====== Texte à examiner ======
Nitrochimie Billy-Berclau(62) : Des usines qui font du profit et qui tuent04/04/20032003Journal/medias/journalnumero/images/2003/04/une1809.jpg.445x577_q85_box-0%2C104%2C1383%2C1896_crop_detail.jpg

Dans les entreprises

Nitrochimie Billy-Berclau(62) : Des usines qui font du profit et qui tuent

Jeudi 27 mars vers 6h15, l'atelier 50 de l'usine Nitrochimie à Billy-Berclau, une petite commune du Pas-de-Calais aux environs de Lens, était entièrement détruit par une terrible explosion tuant sur le coup quatre salariés.

La déflagration a été entendue et ressentie à plus de 10km alentour, cassant des vitres et vitrines jusqu'à plusieurs kilomètres, soufflant des portes et toitures et jetant l'émoi et l'inquiétude dans la population locale parmi laquelle, rapidement, a circulé la nouvelle d'une explosion de la "Poudrière".

L'accident a eu lieu dans un atelier mécanisé (avant, toutes les manipulations se faisaient à la main) fabriquant les bâtons de dynamite à partir de carton et de pâte explosive. La pâte, elle-même malaxée dans l'entreprise, était découpée et ensuite encartouchée. C'est pendant la phase de démarrage et de réglage de la machine que l'explosion a eu lieu.

L'atelier était sous surveillance vidéo et la cassette a été saisie pour l'enquête; mais connaîtra-t-on un jour les vraies causes? Certains travailleurs évoquaient la possible existence d'un corps étranger dans la pâte, ou encore la possible surchauffe d'une pièce de la machine suite au durcissement de cette pâte qui reste stockée après le travail de l'équipe précédente.

En attendant, les salariés ont été mis au chômage.

Il y a quelques mois, au cours d'une réunion officielle invitant des représentants des usines classées Seveso, un dirigeant de Nitrochimie avait expliqué que, les ateliers étant séparés les uns des autres par un périmètre de sécurité, renforcé par la présence de murs bétonnés et de monts de schistes de plus de 5 mètres, une éventuelle explosion resterait localisée à un seul atelier, limitant les dégâts pour les populations voisines à quelques vitres et dommages légers. Seuls pouvaient donc être touchés les salariés de cet atelier qui n'avaient, bien entendu, pratiquement aucune chance de survivre. Cette prévision s'est révélée exacte, cyniquement exacte aussi pour les quatre salariés qui y ont laissé la vie.

Il y a quelques dizaines d'années, quand il n'y avait pas trop de chômage, et pour attirer des travailleurs dans cette usine dangereuse, les salaires étaient plus élevés qu'ailleurs. Depuis longtemps, cela n'est même plus vrai. Le nombre de salariés a d'ailleurs fondu, passant en vingt ans d'environ 250 personnes à 87 aujourd'hui.

Il y a en plus en permanence des intérimaires, une quinzaine en ce moment, alors que dans ce genre d'environnement extrêmement dangereux, le travail précaire devrait à plus forte raison être interdit.
====== Jeu de données ======
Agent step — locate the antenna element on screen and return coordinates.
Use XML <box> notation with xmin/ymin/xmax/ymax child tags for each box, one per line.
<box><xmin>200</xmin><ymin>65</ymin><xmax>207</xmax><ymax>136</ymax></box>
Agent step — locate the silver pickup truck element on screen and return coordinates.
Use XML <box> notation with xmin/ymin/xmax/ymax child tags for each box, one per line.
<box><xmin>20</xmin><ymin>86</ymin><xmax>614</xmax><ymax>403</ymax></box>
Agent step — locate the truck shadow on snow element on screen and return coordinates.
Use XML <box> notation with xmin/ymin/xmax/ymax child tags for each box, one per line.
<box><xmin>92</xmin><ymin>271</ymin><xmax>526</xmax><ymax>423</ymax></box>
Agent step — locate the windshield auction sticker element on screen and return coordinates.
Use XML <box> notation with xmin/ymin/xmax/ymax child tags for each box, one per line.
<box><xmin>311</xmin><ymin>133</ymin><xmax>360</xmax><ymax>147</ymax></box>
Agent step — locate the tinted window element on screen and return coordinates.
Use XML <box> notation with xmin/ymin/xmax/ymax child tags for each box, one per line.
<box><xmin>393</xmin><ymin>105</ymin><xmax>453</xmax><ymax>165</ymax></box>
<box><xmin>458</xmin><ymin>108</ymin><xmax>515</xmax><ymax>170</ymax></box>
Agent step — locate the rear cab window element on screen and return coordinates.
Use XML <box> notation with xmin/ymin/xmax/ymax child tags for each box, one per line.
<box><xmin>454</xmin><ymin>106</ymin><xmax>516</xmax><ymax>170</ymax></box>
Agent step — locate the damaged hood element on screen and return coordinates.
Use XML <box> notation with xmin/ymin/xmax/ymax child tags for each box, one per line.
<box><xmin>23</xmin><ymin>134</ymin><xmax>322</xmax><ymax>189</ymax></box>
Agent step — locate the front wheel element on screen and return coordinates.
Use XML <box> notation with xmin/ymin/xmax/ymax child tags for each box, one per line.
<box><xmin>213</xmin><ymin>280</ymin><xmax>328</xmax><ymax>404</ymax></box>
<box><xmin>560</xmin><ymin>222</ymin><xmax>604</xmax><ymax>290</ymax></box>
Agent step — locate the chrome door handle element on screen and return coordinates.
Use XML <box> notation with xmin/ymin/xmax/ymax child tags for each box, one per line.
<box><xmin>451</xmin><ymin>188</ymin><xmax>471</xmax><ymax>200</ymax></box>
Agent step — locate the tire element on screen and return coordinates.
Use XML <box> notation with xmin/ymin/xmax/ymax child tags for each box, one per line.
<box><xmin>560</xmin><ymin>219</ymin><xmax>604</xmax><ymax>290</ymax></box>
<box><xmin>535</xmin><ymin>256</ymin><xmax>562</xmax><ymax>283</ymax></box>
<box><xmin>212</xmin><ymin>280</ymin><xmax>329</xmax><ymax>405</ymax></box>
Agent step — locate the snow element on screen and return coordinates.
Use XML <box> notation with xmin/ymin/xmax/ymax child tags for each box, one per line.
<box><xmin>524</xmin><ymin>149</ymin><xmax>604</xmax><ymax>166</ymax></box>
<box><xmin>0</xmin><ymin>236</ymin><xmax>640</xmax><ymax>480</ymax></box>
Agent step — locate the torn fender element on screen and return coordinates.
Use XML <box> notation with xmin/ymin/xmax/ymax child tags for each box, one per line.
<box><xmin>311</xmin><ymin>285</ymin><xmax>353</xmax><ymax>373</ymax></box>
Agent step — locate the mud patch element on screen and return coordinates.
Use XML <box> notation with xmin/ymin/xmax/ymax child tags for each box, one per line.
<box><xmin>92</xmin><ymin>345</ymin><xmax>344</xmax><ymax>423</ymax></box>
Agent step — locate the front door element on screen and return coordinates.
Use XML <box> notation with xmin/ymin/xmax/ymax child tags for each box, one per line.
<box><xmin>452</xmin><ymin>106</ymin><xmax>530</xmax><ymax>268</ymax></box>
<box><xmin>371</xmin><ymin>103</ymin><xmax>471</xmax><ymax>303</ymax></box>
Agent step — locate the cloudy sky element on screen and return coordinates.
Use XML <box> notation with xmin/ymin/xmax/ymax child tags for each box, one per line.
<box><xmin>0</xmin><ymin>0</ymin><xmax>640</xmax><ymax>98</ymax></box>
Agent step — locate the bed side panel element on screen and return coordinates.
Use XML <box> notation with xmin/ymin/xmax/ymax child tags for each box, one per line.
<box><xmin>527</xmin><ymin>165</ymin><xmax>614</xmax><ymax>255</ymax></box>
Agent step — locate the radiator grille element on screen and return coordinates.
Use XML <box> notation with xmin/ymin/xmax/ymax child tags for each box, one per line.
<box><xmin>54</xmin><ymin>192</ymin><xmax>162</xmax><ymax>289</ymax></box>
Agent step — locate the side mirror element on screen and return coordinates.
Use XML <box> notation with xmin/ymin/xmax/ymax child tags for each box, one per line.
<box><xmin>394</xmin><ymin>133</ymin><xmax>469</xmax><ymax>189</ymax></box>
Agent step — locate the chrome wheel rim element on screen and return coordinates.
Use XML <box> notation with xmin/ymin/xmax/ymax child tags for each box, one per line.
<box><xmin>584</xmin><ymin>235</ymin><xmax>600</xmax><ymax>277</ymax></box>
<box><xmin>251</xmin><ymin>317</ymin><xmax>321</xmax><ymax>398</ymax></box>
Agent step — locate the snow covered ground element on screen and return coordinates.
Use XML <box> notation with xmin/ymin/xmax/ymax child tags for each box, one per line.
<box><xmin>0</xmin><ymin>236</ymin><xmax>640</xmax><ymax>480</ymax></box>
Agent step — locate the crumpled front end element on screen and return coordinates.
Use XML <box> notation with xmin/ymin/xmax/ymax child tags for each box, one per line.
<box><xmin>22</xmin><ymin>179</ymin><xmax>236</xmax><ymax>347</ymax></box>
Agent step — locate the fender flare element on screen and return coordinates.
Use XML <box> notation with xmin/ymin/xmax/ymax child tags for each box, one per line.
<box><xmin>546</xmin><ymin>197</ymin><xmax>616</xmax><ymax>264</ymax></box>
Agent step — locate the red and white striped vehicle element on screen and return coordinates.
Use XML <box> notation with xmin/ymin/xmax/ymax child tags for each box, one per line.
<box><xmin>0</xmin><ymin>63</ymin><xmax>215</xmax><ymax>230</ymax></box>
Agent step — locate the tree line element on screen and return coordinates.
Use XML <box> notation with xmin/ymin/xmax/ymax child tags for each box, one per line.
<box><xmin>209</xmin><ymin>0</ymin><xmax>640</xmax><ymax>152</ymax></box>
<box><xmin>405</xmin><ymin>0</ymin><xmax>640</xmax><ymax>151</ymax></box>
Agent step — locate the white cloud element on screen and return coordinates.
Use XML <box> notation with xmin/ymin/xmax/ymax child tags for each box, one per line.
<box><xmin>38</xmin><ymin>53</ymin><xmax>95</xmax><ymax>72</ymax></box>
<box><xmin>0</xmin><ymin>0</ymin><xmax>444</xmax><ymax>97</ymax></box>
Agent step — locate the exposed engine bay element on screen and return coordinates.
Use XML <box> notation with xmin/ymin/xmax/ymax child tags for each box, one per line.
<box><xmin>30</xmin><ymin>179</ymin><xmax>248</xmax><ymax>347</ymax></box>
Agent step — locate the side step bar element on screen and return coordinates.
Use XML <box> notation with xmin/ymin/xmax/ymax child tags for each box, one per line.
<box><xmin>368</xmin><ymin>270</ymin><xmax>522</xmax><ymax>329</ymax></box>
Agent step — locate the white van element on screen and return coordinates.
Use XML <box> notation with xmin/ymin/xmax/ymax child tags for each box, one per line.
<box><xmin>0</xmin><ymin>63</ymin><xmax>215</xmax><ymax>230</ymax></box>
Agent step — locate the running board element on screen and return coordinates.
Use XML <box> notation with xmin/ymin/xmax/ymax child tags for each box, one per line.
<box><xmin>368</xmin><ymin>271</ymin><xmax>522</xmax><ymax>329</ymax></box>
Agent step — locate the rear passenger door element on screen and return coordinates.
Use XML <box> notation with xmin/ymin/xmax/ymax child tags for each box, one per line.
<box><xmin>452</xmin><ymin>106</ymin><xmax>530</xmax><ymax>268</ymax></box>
======
-- Consignes --
Recopiez fidèlement le passage de l'article sur l'explosion de Nitrochimie qui commence par « L'atelier était sous » et se poursuit jusqu'à « mis au chômage. ».

-- Corrigé --
L'atelier était sous surveillance vidéo et la cassette a été saisie pour l'enquête; mais connaîtra-t-on un jour les vraies causes? Certains travailleurs évoquaient la possible existence d'un corps étranger dans la pâte, ou encore la possible surchauffe d'une pièce de la machine suite au durcissement de cette pâte qui reste stockée après le travail de l'équipe précédente.

En attendant, les salariés ont été mis au chômage.